## List of tasks
A. For each statement below, say yes or no to whether it agrees with the replication issue thread, and quote the thread's deciding words. (i) When the master is down, the node loops over an error while trying to connect to the master. (ii) In the test, the master was scaled down only after the node had been promoted. (iii) Inserting into the database after the promotion required a restart.
B. Please reproduce word for word the part of the replication issue thread that opens with the words containing "The streaming replication" and closes with "connect to master.".

## Text segment
* Start *
Streaming replication : cannot promote to master while master is down

apompee opened this issue · 2 comments

What is the bug or the crash?

The streaming replication works fine and data is correctly replicated. But when trying to promote to master a node if the master is down, the node will loop over an error trying to connect to master.

pg-master:5432 - no response
[Entrypoint]  Waiting for master to ping...

Promoting to master a node would typically happen when the master is down, so it defeats the purpose of this functionnality.

Steps to reproduce the issue

  1. Go to replication_examples/streaming_replication
  2. make up
  3. Check if data is replicated
  4. Stop master and promote to master the node : docker compose down pg-master && PROMOTE_MASTER="True" DESTROY_DATABASE_ON_RESTART="False" docker compose up -d --scale pg-master=0
  5. make node-log



Additional context

No response

Looks like there are a couple of settings that need to be fixed.

  • pg-node needs to be running in order to initiate a promotion.

So rather exec into the container and run

    pg_ctl promote -D ${DATADIR}

Then scale down master and start the pg-node container

Can you confirm if this works and I will do a PR later to auto fix this logic

I just did the test. I scaled down the master before promoting the node.
To promote the node, I had to do :

# . env-data.sh 
# su postgres -c "pg_ctl promote -D ${DATADIR}"
waiting for server to promote.... done
server promoted

Then, I could insert into the database without restarting anything :

gis=# INSERT INTO sweets (name ,price) values ('Test', 10);
gis=# select * from sweets; 
 id |    name    | price 
  1 | strawberry |  4.50
  2 | Coffee     |  6.20
  3 | lollipop   |  3.80
  4 | Test       |    10
* End *
## Material supplied
* Start *
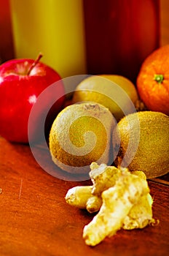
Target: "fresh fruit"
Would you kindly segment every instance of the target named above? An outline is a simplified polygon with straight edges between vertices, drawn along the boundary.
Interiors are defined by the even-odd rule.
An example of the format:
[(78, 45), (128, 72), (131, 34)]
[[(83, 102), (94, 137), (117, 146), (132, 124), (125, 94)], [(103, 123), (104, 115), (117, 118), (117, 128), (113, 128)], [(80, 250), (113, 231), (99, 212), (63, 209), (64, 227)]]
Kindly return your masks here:
[[(76, 88), (73, 102), (92, 101), (109, 108), (119, 121), (135, 110), (138, 94), (135, 86), (127, 78), (116, 75), (90, 76)], [(124, 111), (125, 112), (124, 113)]]
[(90, 165), (109, 162), (112, 127), (111, 112), (97, 103), (74, 104), (57, 116), (50, 133), (53, 162), (71, 173), (88, 173)]
[[(13, 59), (0, 66), (0, 135), (9, 141), (28, 142), (28, 121), (32, 106), (44, 89), (61, 79), (57, 72), (39, 62), (41, 56), (36, 61)], [(64, 87), (60, 81), (57, 83), (54, 91), (48, 93), (43, 105), (36, 113), (31, 129), (32, 140), (38, 135), (42, 113), (47, 108), (50, 110), (50, 100), (59, 98), (50, 110), (47, 124), (51, 122), (53, 113), (55, 117), (56, 113), (60, 110), (64, 102), (62, 95), (64, 95)]]
[(169, 45), (145, 59), (136, 83), (139, 96), (149, 110), (169, 115)]
[(114, 145), (117, 138), (121, 140), (115, 165), (142, 170), (147, 178), (167, 173), (168, 131), (169, 117), (160, 112), (142, 111), (124, 117), (113, 131)]

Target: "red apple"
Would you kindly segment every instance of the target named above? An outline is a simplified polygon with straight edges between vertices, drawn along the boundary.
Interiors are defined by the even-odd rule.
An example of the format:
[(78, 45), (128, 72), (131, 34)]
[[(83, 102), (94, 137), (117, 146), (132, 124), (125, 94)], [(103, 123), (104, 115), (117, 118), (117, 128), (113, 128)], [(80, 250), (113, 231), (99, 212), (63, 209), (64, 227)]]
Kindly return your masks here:
[(29, 138), (35, 140), (38, 136), (40, 116), (44, 110), (50, 108), (51, 100), (54, 102), (54, 98), (58, 99), (47, 116), (49, 126), (63, 108), (65, 91), (61, 78), (53, 69), (39, 62), (41, 57), (36, 61), (13, 59), (0, 66), (0, 135), (9, 141), (28, 143), (28, 122), (32, 106), (38, 96), (56, 81), (60, 82), (56, 83), (55, 90), (47, 94), (36, 113)]

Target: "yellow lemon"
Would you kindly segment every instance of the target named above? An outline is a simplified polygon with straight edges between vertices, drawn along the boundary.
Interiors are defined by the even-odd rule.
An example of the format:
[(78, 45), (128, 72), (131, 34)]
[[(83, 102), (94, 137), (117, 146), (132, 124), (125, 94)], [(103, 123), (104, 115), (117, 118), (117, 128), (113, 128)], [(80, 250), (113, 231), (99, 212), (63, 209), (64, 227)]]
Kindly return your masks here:
[(135, 112), (138, 99), (134, 84), (117, 75), (90, 76), (76, 86), (73, 95), (74, 103), (92, 101), (104, 105), (117, 121)]

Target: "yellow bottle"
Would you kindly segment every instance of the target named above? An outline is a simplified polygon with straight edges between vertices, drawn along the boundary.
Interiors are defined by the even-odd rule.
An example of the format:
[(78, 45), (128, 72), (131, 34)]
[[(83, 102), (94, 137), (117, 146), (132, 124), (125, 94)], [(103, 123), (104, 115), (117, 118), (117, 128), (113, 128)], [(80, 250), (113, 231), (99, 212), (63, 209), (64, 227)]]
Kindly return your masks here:
[(16, 58), (36, 59), (62, 78), (86, 73), (82, 0), (10, 0)]

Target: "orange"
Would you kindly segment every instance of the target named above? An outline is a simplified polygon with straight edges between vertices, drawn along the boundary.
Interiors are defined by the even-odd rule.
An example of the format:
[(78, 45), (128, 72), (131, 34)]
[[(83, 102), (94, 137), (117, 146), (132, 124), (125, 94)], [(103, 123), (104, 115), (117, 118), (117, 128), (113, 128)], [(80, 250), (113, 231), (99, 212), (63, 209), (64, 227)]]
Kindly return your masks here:
[(169, 45), (145, 59), (136, 83), (139, 96), (149, 110), (169, 115)]

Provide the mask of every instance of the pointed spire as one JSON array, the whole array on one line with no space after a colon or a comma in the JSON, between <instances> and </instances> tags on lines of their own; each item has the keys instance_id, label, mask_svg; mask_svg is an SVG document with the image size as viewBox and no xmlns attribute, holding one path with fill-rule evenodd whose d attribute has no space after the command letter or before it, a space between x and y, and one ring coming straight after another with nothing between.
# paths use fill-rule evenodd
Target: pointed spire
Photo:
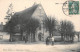
<instances>
[{"instance_id":1,"label":"pointed spire","mask_svg":"<svg viewBox=\"0 0 80 52\"><path fill-rule=\"evenodd\" d=\"M33 4L33 6L35 6L37 3L36 2L34 2L34 4Z\"/></svg>"}]
</instances>

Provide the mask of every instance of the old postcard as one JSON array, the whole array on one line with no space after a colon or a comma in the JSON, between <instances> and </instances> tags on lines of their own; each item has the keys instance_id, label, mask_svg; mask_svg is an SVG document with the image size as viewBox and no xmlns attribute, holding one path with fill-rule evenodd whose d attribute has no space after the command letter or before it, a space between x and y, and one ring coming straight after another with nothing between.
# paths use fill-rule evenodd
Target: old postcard
<instances>
[{"instance_id":1,"label":"old postcard","mask_svg":"<svg viewBox=\"0 0 80 52\"><path fill-rule=\"evenodd\" d=\"M80 52L80 0L0 0L0 52Z\"/></svg>"}]
</instances>

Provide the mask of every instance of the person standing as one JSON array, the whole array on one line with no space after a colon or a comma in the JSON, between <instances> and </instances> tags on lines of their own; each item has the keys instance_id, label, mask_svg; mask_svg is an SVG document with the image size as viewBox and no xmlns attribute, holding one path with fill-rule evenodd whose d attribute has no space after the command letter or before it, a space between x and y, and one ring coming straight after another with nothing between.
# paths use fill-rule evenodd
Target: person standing
<instances>
[{"instance_id":1,"label":"person standing","mask_svg":"<svg viewBox=\"0 0 80 52\"><path fill-rule=\"evenodd\" d=\"M52 43L52 45L54 45L54 37L53 36L51 37L51 43Z\"/></svg>"}]
</instances>

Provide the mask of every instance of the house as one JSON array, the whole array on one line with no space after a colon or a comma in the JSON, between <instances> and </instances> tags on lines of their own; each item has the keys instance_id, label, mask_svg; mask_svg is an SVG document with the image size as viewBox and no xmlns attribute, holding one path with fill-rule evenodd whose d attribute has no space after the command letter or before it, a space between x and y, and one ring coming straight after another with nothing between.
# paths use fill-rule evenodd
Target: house
<instances>
[{"instance_id":1,"label":"house","mask_svg":"<svg viewBox=\"0 0 80 52\"><path fill-rule=\"evenodd\" d=\"M23 11L16 12L13 15L13 18L16 18L15 16L19 17L19 19L29 19L30 17L35 18L39 20L40 27L37 29L37 32L35 34L36 41L45 41L46 38L49 36L49 32L46 31L44 27L43 21L46 19L47 15L42 7L41 4L34 4L30 8L27 8Z\"/></svg>"}]
</instances>

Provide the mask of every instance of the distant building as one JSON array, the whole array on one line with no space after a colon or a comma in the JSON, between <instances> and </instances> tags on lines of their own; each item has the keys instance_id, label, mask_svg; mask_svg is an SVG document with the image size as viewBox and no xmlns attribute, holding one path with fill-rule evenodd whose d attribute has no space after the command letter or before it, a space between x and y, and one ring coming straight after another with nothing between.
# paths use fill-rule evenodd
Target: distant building
<instances>
[{"instance_id":1,"label":"distant building","mask_svg":"<svg viewBox=\"0 0 80 52\"><path fill-rule=\"evenodd\" d=\"M49 32L46 31L45 27L43 26L43 20L47 17L43 7L41 4L34 4L32 7L25 9L20 12L16 12L14 16L22 17L22 18L36 18L40 22L40 27L37 29L36 32L36 41L45 41L46 37L49 36Z\"/></svg>"}]
</instances>

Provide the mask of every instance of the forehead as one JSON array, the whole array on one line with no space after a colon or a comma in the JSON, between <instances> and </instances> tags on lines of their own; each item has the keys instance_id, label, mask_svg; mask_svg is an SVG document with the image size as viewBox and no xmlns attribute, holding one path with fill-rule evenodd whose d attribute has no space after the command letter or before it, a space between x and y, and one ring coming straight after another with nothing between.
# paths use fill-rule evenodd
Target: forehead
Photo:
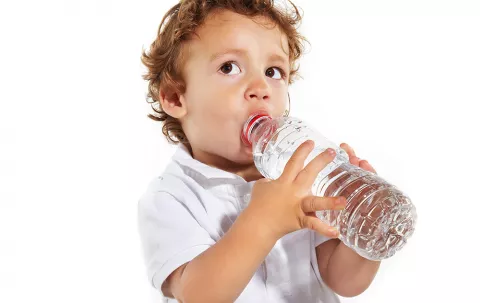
* End *
## Answers to the exercises
A.
(i) Yes: "the node will loop over an error trying to connect to master."
(ii) No: "I scaled down the master before promoting the node."
(iii) No: "I could insert into the database without restarting anything"

B.
The streaming replication works fine and data is correctly replicated. But when trying to promote to master a node if the master is down, the node will loop over an error trying to connect to master.